Beneath this sentence is a set of records; write each of them out exactly.

## begin DATASET ROWS

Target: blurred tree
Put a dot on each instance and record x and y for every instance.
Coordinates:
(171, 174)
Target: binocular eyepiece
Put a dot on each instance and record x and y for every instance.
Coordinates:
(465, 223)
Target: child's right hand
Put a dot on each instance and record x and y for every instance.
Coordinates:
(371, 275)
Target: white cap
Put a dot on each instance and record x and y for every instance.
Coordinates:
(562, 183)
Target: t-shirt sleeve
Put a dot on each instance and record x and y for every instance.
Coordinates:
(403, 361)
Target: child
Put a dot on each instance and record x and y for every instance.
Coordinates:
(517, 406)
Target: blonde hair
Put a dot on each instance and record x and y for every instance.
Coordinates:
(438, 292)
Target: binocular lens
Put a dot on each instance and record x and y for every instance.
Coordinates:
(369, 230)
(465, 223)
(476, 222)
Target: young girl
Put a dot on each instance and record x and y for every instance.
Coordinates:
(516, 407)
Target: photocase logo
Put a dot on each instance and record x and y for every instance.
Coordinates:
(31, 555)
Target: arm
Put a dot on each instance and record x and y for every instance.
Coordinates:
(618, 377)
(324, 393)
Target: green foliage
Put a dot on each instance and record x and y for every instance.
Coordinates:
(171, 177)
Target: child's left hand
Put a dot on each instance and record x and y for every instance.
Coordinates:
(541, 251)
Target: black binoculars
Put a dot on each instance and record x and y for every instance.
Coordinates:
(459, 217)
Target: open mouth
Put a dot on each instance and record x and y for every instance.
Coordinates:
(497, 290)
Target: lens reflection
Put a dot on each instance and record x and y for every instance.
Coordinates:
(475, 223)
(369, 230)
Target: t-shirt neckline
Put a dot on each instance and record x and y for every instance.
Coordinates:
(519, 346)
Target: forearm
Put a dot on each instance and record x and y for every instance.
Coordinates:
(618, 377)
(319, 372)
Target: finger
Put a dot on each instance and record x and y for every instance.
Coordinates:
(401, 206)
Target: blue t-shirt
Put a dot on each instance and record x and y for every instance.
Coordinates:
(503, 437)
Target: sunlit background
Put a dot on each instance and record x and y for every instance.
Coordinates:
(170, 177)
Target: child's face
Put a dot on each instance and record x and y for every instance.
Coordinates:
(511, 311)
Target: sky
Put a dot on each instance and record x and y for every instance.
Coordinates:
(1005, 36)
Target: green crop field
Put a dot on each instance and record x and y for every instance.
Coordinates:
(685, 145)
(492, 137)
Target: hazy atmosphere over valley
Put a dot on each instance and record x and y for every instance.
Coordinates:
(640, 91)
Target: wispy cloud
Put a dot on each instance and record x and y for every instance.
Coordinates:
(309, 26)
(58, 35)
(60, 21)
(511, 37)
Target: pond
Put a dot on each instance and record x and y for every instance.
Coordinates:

## end DATASET ROWS

### REPLY TO THE TASK
Target: blurred tree
Put a dot on each instance and record x and y for every instance.
Coordinates:
(171, 174)
Target: binocular eyepiece
Put a dot on each instance and record x and y for every instance.
Coordinates:
(465, 223)
Target: child's right hand
Put a dot on each instance and record x and y for every instance.
Coordinates:
(371, 275)
Target: white cap
Put a dot on each instance and record x and y for every instance.
Coordinates:
(562, 183)
Target: t-shirt sleeve
Put a dot on each instance and record x and y for every instance.
Coordinates:
(403, 361)
Target: child
Put a dot on each instance and record x and y for every instance.
Coordinates:
(517, 406)
Target: blonde hair
Put a dot on each instance and record x and y for every instance.
Coordinates:
(438, 292)
Target: binocular lens
Put a dot on each instance and record x and y for every instance.
Coordinates:
(369, 230)
(465, 223)
(476, 222)
Target: young girl
Put a dot on each instance and record x and y for every instance.
Coordinates:
(516, 407)
Target: photocase logo
Put a dot on each instance and record x and y for every instance.
Coordinates:
(31, 555)
Target: arm
Put a dot on each instance and record x and y for every instance.
Coordinates:
(618, 377)
(324, 393)
Target: green foliage
Put a dot on each instance and record x and y for every instance.
Coordinates:
(171, 177)
Target: child's left hand
Put a dot on each instance and record x and y for every instance.
Coordinates:
(541, 251)
Target: black binoculars
Put a dot on each instance and record x and y for every instance.
Coordinates:
(459, 217)
Target: open mouth
Put a dot on each instance and record x and y for every instance.
Coordinates:
(497, 290)
Target: lens reflection
Put a dot on each instance and record x and y for every instance.
Coordinates:
(475, 223)
(369, 230)
Target: t-shirt neckline
Put a dot on each instance and record x and y for every instance.
Coordinates:
(519, 346)
Target: forearm
Put a dot on each instance and record x and y for every instance.
Coordinates:
(618, 377)
(319, 372)
Target: finger
Put a dot on each instance and record x and y for every instance.
Coordinates:
(401, 206)
Target: blue t-shirt
Put a dot on each instance and record x and y for every instance.
Coordinates:
(503, 437)
Target: sunlit background
Put a dot on each instance and record x and y for every instance.
Coordinates:
(170, 177)
Target: child's face
Put a dot on each instance and record x and y for every instance.
Coordinates:
(511, 311)
Target: sky
Put a dot on each instance and record x and y for every instance.
Coordinates:
(1005, 36)
Target: green crop field
Put a dot on each instance and record x and y for every instance.
Coordinates:
(685, 145)
(492, 137)
Target: hazy atmosphere over valley
Put a dot on each instance and record x and y for every instance.
Coordinates:
(640, 91)
Target: wispy cloud
Put a dot on each instance and record x and y for every instance.
Coordinates:
(309, 26)
(58, 35)
(60, 21)
(511, 37)
Target: pond
Put a dot on each instance and record x and y for every instance.
Coordinates:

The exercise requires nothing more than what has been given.